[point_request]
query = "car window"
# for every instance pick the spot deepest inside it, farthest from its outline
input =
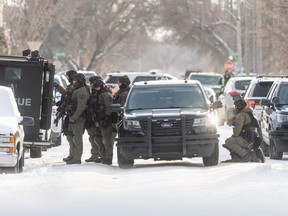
(242, 84)
(283, 94)
(207, 80)
(160, 97)
(261, 89)
(144, 78)
(112, 79)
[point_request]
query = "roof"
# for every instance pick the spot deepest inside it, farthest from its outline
(166, 83)
(205, 73)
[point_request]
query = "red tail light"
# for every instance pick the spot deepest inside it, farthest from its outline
(251, 103)
(234, 94)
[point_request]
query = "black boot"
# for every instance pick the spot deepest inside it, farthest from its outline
(67, 158)
(73, 161)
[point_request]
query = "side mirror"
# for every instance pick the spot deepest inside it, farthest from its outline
(276, 101)
(236, 97)
(265, 102)
(26, 121)
(217, 105)
(211, 99)
(116, 107)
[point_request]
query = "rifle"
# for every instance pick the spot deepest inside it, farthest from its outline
(63, 106)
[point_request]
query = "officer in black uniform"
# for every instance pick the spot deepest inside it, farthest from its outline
(62, 106)
(104, 136)
(76, 124)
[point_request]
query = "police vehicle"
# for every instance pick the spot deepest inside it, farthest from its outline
(31, 77)
(167, 121)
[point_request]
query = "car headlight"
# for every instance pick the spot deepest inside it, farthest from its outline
(282, 118)
(131, 124)
(201, 121)
(7, 144)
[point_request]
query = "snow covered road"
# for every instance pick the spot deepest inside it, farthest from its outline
(50, 187)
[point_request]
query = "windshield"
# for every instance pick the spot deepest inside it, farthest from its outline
(207, 80)
(283, 94)
(162, 97)
(261, 89)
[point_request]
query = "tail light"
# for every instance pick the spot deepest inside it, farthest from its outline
(251, 104)
(234, 94)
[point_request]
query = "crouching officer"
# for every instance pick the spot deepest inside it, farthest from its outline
(244, 143)
(90, 122)
(121, 94)
(62, 110)
(104, 137)
(76, 119)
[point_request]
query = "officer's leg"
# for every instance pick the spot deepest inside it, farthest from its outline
(78, 138)
(94, 147)
(237, 145)
(99, 140)
(71, 146)
(108, 142)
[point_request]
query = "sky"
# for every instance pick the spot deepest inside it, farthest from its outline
(48, 186)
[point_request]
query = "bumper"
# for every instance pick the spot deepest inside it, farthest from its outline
(167, 148)
(280, 139)
(8, 160)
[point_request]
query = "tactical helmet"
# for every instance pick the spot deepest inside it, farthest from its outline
(70, 73)
(240, 104)
(98, 83)
(80, 78)
(124, 79)
(93, 78)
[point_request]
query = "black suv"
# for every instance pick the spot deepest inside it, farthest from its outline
(274, 120)
(32, 77)
(167, 121)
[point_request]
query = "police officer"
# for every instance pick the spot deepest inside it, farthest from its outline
(76, 109)
(121, 94)
(241, 143)
(62, 106)
(90, 123)
(104, 137)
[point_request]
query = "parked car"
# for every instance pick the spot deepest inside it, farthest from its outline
(274, 120)
(234, 87)
(258, 89)
(87, 74)
(167, 121)
(208, 79)
(56, 126)
(111, 79)
(32, 78)
(11, 132)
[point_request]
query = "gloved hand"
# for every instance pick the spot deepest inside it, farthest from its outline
(71, 127)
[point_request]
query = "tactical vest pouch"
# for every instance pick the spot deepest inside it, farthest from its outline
(114, 117)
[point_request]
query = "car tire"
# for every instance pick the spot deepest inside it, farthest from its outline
(274, 154)
(213, 159)
(124, 163)
(36, 152)
(265, 149)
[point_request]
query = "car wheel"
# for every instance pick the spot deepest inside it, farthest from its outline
(265, 149)
(213, 159)
(36, 152)
(57, 141)
(124, 163)
(21, 163)
(274, 154)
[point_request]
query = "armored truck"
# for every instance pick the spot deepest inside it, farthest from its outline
(31, 77)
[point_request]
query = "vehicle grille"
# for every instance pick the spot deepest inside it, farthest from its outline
(167, 127)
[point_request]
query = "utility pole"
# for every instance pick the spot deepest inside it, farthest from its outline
(239, 42)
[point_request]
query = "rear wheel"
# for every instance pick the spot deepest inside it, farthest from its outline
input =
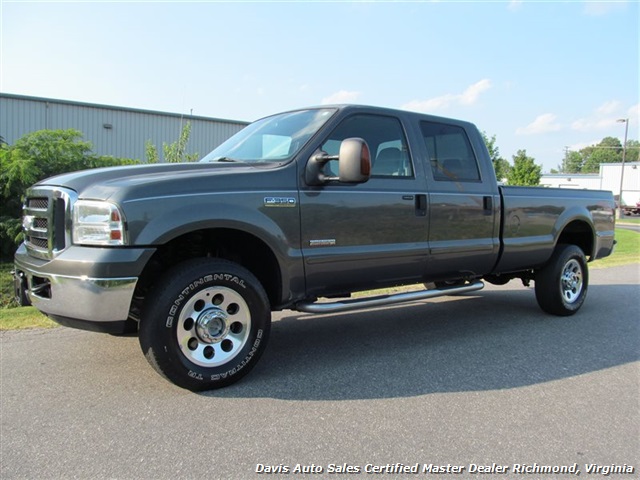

*EXERCISE OBJECTIVE*: In the data shown above, how many lines hold the string "tactical"? The answer is the number alone.

*SOLUTION*: 2